=== Extract ===

By Sudhanshu Roy
Sudhanshu Roy is an international lawyer based in New York. His interests include history, politics and musing about writing a perfect movie which incorporates his two main interests.
On 26 January 2015, even as President Obama became the first American President to preside over India’s Republic Day celebrations, a fierce battle between the two countries was on at the World Trade Organisation (WTO). Later in the day, as the two leaders released a joint statement highlighting the multifaceted partnership between the two nations that was “rooted in the shared value of democracy”, the United States Trade Representative’s (USTR) office was preparing oral arguments challenging India’s domestic content requirements (DCR) imposed under its Jawaharlal Nehru National Solar Mission (JNNSM) before a WTO panel. The JNNSM is India’s flagship, bipartisan clean energy project aimed at installing 100,000 MW of solar power capacity by 2022. Ironically, the joint statement issued that very day reiterated United States’ support for India’s solar mission through initiatives such as funding research, increasing technical cooperation and engaging in capacity building with local Indian firms.
On 24 February 2016, a WTO panel upheld the challenge to India’s JNNSM, finding the DCR measures to be inconsistent with India’s TO obligations. This was not the first time that a WTO panel had found a country’s renewable energy policies to be incompatible with the global trade rules. In the last three years alone, India along with China and Canada have been at the receiving end of adverse WTO rulings that have severely hindered efforts to reinvigorate their energy policies by making a shift to renewable resources.
The increasing propensity of States to use international legal instruments to advance their trade agenda reflects an important emerging trend that forms the subject of this article: the legalisation and judicialisation of international economic relations between States. The WTO has been at the forefront of this legal revolution and its success in providing an institutional forum for settling sensitive disputes remains unmatched, especially when compared to other international dispute settlement bodies. Trade disputes that until a few decades ago were settled by way of threats, sanctions, and unilateral measures are now routinely submitted to WTO with States quietly confident about the effectiveness of its judicial system. Yet, as the recent trade disputes on clean energy illustrate, the WTO dispute system can also be used as tool by powerful States to further their narrow economic interests. This article examines this two-fold phenomenon: the increasing legalisation of international relations through the WTO and its attraction to powerful States to settle contemporary politico-economic disputes.

===

Parts of the exercise
A) According to the article, how much solar power capacity does the JNNSM aim to install by 2022?
B) Please write out the article's words from "On 24 February" to "to renewable resources.".
C) Decide whether each statement agrees with the article, and back each yes or no with the deciding words quoted from it: (i) A WTO panel upheld the challenge to India's JNNSM on 24 February 2016. (ii) The JNNSM is supported by only one political party. (iii) Obama was the second American President to preside over India's Republic Day celebrations.

=== Supplied records ===

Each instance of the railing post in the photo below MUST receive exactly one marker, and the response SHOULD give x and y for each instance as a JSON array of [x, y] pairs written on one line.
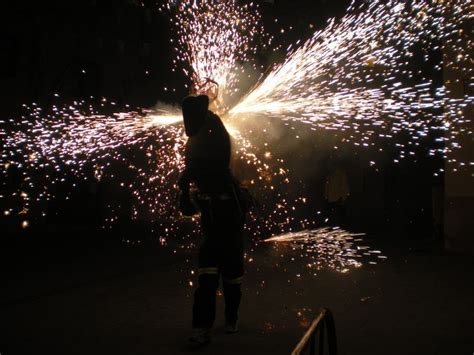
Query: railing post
[[331, 327], [321, 339], [312, 345]]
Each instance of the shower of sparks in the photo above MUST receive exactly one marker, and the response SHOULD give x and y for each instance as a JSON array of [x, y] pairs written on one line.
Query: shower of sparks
[[327, 247], [356, 76], [214, 38]]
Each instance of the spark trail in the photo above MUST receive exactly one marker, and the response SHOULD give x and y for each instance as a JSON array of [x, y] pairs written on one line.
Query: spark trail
[[357, 76]]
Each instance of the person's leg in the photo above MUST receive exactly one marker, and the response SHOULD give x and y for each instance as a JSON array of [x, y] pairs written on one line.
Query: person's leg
[[232, 275], [204, 308], [232, 296]]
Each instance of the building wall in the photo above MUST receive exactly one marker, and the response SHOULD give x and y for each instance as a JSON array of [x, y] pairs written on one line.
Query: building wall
[[459, 181]]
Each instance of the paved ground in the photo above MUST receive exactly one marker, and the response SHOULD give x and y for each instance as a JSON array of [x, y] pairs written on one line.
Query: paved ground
[[123, 300]]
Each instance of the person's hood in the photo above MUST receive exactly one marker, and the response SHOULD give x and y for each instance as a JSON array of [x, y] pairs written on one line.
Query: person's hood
[[194, 113]]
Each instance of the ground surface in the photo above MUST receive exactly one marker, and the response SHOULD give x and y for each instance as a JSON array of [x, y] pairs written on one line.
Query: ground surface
[[137, 300]]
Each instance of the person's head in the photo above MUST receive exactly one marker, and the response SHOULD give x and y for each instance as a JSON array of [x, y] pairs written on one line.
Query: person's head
[[194, 113]]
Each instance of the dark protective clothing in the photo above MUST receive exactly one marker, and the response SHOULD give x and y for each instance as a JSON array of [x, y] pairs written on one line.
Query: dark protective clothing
[[221, 255]]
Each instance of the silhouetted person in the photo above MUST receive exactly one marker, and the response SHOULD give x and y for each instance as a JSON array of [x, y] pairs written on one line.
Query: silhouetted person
[[217, 195]]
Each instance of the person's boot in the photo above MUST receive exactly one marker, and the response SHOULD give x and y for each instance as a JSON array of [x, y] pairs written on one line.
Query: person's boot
[[200, 336]]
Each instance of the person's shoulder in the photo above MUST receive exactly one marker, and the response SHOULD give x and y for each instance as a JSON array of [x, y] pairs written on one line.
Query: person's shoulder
[[213, 116]]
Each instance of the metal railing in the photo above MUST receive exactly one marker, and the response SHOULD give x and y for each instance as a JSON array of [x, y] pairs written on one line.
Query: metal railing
[[323, 323]]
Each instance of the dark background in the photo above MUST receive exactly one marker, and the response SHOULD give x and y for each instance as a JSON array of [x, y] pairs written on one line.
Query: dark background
[[121, 50]]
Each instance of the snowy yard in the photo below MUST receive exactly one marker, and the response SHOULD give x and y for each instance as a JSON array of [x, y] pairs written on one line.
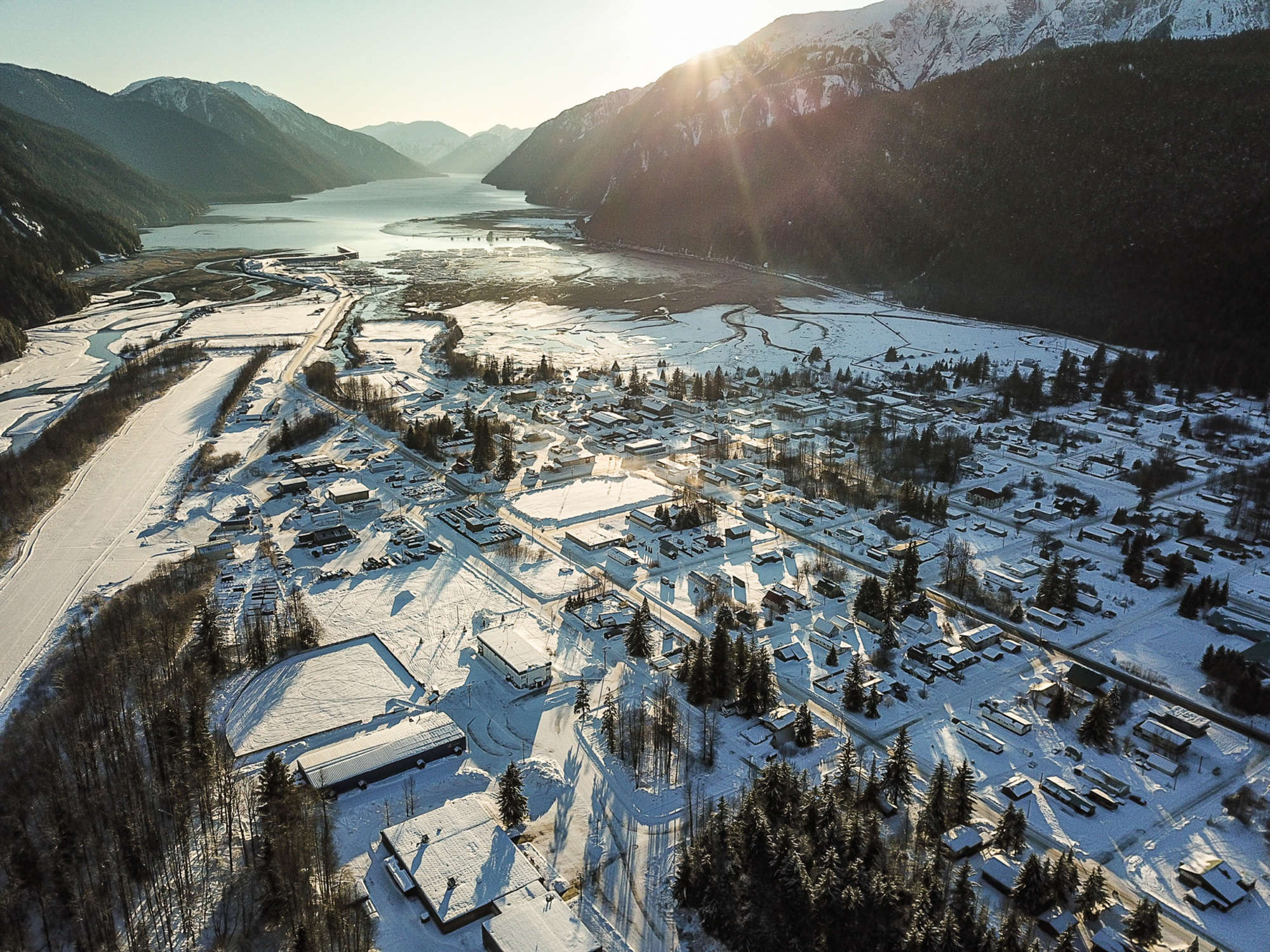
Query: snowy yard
[[319, 691]]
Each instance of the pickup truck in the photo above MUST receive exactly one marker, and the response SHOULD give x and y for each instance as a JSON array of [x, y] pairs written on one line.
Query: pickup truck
[[398, 875]]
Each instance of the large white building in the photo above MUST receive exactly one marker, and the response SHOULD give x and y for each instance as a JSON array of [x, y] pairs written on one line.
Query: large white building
[[514, 648]]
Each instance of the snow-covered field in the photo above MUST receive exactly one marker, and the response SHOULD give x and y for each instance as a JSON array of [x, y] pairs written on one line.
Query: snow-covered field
[[319, 691], [93, 535]]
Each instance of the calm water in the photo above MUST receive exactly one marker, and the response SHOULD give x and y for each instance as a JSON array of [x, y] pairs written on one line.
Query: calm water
[[352, 216]]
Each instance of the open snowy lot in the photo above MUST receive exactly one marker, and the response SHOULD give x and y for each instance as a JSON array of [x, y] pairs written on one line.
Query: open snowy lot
[[93, 536], [319, 691], [294, 317]]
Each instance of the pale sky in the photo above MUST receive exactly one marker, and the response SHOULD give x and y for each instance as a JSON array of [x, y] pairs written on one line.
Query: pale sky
[[471, 64]]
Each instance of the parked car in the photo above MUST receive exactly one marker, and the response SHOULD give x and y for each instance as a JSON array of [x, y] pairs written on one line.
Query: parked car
[[398, 875]]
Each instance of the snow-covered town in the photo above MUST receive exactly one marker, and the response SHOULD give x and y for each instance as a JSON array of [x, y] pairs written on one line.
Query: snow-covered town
[[553, 609], [591, 477]]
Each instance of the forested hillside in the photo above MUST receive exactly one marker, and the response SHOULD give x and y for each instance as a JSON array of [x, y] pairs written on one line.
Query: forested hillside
[[1118, 191], [365, 158], [63, 201], [158, 143], [802, 64], [283, 158]]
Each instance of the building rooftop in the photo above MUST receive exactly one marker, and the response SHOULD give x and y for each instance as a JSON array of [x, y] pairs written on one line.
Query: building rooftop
[[460, 841], [516, 644], [539, 927], [354, 757]]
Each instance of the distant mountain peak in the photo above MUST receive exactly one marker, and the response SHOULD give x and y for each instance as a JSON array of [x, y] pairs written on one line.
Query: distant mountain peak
[[802, 64]]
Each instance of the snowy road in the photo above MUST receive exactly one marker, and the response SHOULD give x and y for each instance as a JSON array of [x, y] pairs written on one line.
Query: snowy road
[[90, 536]]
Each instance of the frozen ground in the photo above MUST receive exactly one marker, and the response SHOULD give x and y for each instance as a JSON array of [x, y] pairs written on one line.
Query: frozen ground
[[848, 328], [92, 536], [294, 317], [319, 691]]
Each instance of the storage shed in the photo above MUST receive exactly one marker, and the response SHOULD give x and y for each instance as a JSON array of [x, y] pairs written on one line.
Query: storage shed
[[366, 758]]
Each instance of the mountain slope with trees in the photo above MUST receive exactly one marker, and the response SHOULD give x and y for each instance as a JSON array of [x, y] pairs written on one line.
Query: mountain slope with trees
[[283, 158], [807, 63], [63, 204], [364, 158], [161, 144], [549, 166], [1116, 191]]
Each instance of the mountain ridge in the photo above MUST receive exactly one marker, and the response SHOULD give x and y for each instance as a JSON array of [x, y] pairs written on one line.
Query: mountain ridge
[[364, 157], [1113, 191], [63, 204], [805, 63]]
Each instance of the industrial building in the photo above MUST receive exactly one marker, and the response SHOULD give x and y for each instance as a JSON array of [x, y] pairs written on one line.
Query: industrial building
[[462, 863], [366, 758], [514, 654], [538, 926]]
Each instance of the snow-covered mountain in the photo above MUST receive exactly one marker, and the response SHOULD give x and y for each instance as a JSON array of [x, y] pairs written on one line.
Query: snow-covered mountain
[[811, 59], [483, 152], [366, 157], [322, 155], [556, 143], [425, 142], [805, 63]]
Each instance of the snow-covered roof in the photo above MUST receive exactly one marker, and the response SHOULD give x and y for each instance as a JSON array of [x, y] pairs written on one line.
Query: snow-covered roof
[[514, 645], [354, 757], [460, 841], [539, 927]]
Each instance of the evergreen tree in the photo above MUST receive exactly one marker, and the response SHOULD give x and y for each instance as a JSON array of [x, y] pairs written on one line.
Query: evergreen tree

===

Solutions per task
A) 100,000 MW

B)
On 24 February 2016, a WTO panel upheld the challenge to India’s JNNSM, finding the DCR measures to be inconsistent with India’s TO obligations. This was not the first time that a WTO panel had found a country’s renewable energy policies to be incompatible with the global trade rules. In the last three years alone, India along with China and Canada have been at the receiving end of adverse WTO rulings that have severely hindered efforts to reinvigorate their energy policies by making a shift to renewable resources.

C)
(i) Yes: "On 24 February 2016, a WTO panel upheld the challenge to India’s JNNSM"
(ii) No: "The JNNSM is India’s flagship, bipartisan clean energy project"
(iii) No: "President Obama became the first American President to preside over India’s Republic Day celebrations"